Définition générale
Dans sa définition générale d'attribution de l'esprit à tout ce qui existe, le panpsychisme peut recouvrir des positions différentes, voire incompatibles entre elles, selon la conception que l'on se fait de ce qui existe vraiment ou de ce qu'est l'esprit2.
Ceux parmi les partisans du panpsychisme qui admettent, par exemple, l'existence d'entités fondamentales telles que les électrons ou les photons accordent un certain esprit – ou proto-esprit – à ces particules physiques élémentaires. A contrario, ceux parmi eux qui rejettent l'idée qu'il existe vraiment des choses comme les forêts, les amas d'étoiles ou les sociétés humaines – parce qu'il ne s'agirait là que de constructions conceptuelles formées à partir de certains éléments comme les arbres, les étoiles ou les êtres humains – refusent d'attribuer un esprit à ces systèmes complexes.
De plus, la question se pose dans le cadre du panpsychisme de savoir exactement ce que l'on entend par esprit, ou par conscience, et il revient aux partisans de cette conception d'élucider le rapport entre l'esprit et l'expérience subjective.
Panpsychisme et microphysique
Dans le contexte de la physique contemporaine, le panpsychisme recouvre deux positions métaphysiques distinctes3 :
- Les particules élémentaires – électrons, quarks, photons, etc. – dont certaines entrent dans la composition des organismes auxquels on attribue une conscience, possèdent à un degré élémentaire ou minimal une dimension psychique qui est constitutive de l'esprit de ces organismes. Thomas Nagel, par exemple, définit le panpsychisme comme « la théorie selon laquelle les constituants physiques ultimes de l'univers ont des propriétés mentales, qu'ils soient ou non des parties d'organismes vivants »4.

-=-=-=-=-

__Série d'exercices__
1. Énumérez les systèmes complexes auxquels, d'après le texte sur le panpsychisme, certains partisans refusent d'attribuer un esprit.
2. Selon la définition de Thomas Nagel citée dans le texte sur le panpsychisme, qu'ont les constituants physiques ultimes de l'univers ?

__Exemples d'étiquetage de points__

-=-=-=-=-

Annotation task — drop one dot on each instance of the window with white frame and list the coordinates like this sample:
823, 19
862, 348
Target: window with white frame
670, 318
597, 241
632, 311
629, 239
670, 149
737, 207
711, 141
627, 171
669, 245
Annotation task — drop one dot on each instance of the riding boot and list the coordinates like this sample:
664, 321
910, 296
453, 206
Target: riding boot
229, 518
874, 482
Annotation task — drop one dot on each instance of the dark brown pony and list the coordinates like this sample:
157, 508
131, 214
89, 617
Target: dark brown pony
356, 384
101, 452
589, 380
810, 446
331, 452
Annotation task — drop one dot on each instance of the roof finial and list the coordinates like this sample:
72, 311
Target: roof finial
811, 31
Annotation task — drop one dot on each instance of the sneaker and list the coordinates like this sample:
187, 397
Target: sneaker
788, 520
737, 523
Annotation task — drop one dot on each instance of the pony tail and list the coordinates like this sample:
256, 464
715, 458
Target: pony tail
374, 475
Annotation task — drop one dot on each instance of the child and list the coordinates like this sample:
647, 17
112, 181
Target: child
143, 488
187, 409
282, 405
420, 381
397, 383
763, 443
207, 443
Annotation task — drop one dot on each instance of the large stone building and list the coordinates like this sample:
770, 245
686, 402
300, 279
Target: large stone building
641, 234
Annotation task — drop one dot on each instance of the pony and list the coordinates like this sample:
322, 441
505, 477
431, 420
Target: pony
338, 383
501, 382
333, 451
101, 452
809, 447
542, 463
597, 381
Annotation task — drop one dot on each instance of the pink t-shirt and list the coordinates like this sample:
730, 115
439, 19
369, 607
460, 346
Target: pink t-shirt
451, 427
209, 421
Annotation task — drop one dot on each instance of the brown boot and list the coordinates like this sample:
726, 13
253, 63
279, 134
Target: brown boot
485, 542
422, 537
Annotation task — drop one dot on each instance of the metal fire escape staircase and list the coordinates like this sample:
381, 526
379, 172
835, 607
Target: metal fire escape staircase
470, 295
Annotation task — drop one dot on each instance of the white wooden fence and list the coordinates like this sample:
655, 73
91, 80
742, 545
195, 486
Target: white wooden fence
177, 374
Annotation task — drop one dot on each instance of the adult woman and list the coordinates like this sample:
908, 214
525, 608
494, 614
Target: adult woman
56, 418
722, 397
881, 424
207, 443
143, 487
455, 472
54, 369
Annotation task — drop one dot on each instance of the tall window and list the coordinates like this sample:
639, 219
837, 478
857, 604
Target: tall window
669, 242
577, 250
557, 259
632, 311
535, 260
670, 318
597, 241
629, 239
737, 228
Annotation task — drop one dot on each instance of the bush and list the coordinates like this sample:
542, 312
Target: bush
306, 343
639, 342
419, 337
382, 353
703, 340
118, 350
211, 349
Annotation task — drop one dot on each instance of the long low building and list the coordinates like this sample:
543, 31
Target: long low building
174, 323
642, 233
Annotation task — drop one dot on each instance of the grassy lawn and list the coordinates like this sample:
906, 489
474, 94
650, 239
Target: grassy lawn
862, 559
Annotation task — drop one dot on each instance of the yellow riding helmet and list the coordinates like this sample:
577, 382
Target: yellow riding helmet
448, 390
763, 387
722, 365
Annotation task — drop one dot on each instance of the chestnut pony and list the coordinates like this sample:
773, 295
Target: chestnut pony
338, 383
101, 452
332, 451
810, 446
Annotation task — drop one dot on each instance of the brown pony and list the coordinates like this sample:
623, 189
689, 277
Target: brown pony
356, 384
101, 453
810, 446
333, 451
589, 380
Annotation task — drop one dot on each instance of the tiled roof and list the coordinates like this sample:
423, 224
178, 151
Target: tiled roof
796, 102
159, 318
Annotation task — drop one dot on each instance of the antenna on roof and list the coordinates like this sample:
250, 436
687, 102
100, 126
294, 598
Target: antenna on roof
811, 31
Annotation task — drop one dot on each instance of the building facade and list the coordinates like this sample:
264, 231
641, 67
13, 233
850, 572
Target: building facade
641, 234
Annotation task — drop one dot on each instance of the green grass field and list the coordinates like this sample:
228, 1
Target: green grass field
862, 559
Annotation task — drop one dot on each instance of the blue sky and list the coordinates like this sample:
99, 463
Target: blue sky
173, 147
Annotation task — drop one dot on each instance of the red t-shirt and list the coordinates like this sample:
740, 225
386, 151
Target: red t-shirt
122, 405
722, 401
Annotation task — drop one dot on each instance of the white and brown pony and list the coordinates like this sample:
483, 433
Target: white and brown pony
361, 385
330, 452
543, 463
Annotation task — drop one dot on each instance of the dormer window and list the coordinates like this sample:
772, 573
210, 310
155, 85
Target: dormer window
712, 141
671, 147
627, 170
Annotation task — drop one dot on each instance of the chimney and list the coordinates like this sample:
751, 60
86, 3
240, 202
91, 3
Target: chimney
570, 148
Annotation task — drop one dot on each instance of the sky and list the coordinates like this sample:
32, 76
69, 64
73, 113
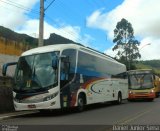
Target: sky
89, 22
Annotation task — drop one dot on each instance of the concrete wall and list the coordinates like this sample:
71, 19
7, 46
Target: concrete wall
6, 99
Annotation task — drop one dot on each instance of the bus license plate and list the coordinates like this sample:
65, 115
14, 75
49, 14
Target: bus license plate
32, 106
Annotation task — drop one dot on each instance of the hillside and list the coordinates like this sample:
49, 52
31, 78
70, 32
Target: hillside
12, 43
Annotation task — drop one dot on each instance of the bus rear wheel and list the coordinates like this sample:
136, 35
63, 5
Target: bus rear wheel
119, 100
81, 103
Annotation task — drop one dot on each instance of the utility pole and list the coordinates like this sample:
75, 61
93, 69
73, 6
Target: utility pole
41, 23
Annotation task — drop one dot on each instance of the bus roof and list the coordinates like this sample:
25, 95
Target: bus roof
140, 71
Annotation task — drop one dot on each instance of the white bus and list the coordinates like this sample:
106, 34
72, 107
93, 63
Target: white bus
67, 75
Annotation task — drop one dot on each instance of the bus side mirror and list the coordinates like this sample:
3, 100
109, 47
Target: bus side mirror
5, 66
55, 64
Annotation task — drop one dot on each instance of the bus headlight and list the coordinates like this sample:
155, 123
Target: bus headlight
152, 91
49, 97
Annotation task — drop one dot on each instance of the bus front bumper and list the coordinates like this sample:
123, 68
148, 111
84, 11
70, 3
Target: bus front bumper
141, 96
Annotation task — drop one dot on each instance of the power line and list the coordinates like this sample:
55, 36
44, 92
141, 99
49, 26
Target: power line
19, 6
49, 5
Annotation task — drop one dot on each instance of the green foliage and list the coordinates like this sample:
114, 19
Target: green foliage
126, 44
149, 64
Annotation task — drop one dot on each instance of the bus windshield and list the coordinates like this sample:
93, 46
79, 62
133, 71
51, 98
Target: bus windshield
36, 72
140, 81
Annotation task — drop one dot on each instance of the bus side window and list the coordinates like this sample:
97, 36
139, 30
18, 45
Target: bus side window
64, 70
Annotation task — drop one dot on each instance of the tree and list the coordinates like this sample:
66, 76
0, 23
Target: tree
126, 44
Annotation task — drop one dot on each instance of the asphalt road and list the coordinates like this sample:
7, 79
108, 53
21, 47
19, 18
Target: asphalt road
128, 113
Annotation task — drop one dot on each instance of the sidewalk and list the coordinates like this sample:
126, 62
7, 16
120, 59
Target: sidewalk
14, 114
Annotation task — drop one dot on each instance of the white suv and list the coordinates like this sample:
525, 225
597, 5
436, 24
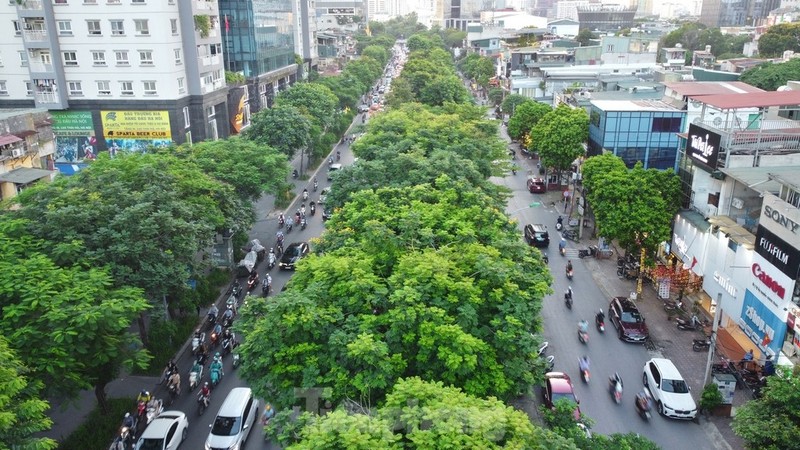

-=-=-=-=-

__Résultats par tâche__
1. Les forêts, les amas d'étoiles et les sociétés humaines.

2. Des propriétés mentales, qu'ils soient ou non des parties d'organismes vivants.